> _Excerpt provided_
# # # # # # #
I’m thinking of a number called Carrier’s Number. Carrier, in this case, refers to the company that installs air conditioners and heaters. Carrier’s number is the temperature in degrees F at which you, sitting there in your chair, notice it is too warm so you get up and go turn on the air conditioner. It is best measured as a post hoc number…we watch and wait, flies on the wall, as the room heats up, and when a person gets up and flips on the air conditioner, the temperature at that point was carrier’s number for that person at that time.

One might argue that a post hoc measure like this isn’t much use in science because in science we like to predict things. But just because carrier’s number is best measured pot hoc does not mean that it only exists post hoc. It existed before the test subject got up, we just didn’t know what it was. For a large number of test subjects, we should be able to estimate carrier’s number (it is probably in the upper 70’s F). However, this will vary across cultures, across seasons, humidity, as clothing styles change (in the days of Polyester Leisure Suits, it is said that Carrier’s Number went down by about four degrees) and so on. The fact that it varies does not make it a bad number. In fact, its variation and reasons for it can make it an extra good number depending on what one is trying to do with it.

Dunbar’s number is the number of full blown social interactions you can manage. This number is lower or higher across species of social primates, as it tracks adaptive suites of sociality and the ability of brains to manage sociality. So, you can measure Dunbar’s number across primate groups by looking at how large effective primate groups get across species and figuring that the number is just about that maximum group size. Or, you could estimate Dunbar’s number (retrodict it, as it were) by looking at relative brain size, if we assume that brain size is linked to Dunbar’s number, all else being equal. In this way, Dunbar’s number is a way of linking primate sociality with brain evolution, which was the original idea.
# # # # # # #
> _Dataset extract_
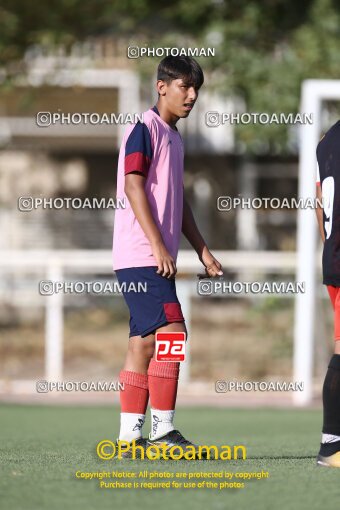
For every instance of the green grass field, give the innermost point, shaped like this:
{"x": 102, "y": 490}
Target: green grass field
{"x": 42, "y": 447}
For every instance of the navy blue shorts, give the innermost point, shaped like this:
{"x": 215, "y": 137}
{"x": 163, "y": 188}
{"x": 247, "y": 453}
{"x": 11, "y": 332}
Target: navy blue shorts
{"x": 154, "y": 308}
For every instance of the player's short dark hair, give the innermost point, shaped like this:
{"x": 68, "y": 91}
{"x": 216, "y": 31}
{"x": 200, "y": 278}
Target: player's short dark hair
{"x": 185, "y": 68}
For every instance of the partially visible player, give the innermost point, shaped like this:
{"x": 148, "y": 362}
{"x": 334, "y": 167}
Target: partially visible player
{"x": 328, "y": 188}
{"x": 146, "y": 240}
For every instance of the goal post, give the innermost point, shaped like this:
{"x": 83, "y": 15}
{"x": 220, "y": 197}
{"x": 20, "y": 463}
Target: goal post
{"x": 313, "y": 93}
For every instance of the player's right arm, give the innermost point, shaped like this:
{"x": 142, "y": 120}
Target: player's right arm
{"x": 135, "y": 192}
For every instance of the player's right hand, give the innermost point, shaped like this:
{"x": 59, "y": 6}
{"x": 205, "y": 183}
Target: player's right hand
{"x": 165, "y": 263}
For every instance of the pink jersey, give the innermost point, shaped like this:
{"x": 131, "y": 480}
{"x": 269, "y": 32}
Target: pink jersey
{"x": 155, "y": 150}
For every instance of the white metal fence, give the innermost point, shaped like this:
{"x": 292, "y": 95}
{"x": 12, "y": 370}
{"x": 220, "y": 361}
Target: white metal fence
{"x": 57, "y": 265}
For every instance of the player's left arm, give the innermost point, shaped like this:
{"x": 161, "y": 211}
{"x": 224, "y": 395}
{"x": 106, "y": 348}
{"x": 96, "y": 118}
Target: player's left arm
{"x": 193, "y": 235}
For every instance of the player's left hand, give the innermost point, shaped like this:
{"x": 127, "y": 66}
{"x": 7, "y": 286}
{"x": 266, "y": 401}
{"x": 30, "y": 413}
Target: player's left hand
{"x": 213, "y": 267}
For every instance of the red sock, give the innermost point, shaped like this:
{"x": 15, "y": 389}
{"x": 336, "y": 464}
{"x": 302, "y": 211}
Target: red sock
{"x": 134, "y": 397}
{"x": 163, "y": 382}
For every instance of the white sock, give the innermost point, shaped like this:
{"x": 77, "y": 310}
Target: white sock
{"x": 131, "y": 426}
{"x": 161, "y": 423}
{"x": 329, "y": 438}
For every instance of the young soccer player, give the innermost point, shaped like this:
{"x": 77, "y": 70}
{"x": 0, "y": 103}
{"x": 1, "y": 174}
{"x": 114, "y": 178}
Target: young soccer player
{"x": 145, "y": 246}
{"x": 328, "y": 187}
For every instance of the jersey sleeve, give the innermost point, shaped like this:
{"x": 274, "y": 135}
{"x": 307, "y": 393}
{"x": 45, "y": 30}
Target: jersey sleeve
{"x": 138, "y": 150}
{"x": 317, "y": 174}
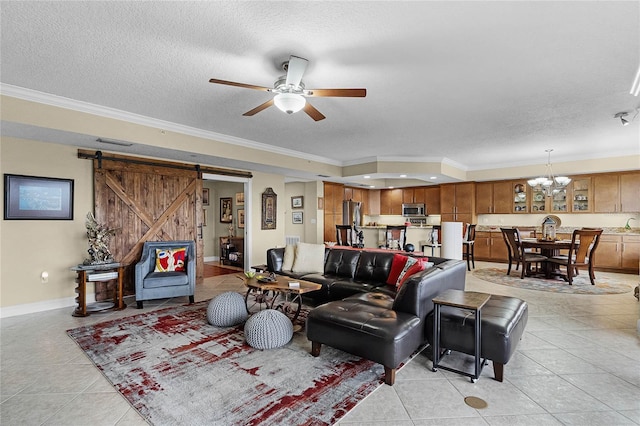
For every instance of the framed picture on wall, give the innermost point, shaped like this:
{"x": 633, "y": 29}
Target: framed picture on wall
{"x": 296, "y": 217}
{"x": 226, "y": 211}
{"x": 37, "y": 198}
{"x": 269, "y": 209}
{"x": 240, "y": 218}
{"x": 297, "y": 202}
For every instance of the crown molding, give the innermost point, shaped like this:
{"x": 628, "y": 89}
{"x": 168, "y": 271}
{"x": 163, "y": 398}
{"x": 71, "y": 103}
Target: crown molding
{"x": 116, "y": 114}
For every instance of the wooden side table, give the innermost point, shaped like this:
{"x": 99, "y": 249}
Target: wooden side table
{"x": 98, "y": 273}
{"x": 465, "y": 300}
# # # # # # #
> _Exercise objective_
Answer these questions from the text about Carrier's Number and Dunbar's number:
(a) What company does "Carrier" refer to?
(b) By about how many degrees is Carrier's Number said to have dropped in the days of Polyester Leisure Suits?
(c) What does Dunbar's number measure?
The listing is unrelated to the text.

> _The answer_
(a) The company that installs air conditioners and heaters.
(b) About four degrees.
(c) The number of full blown social interactions you can manage.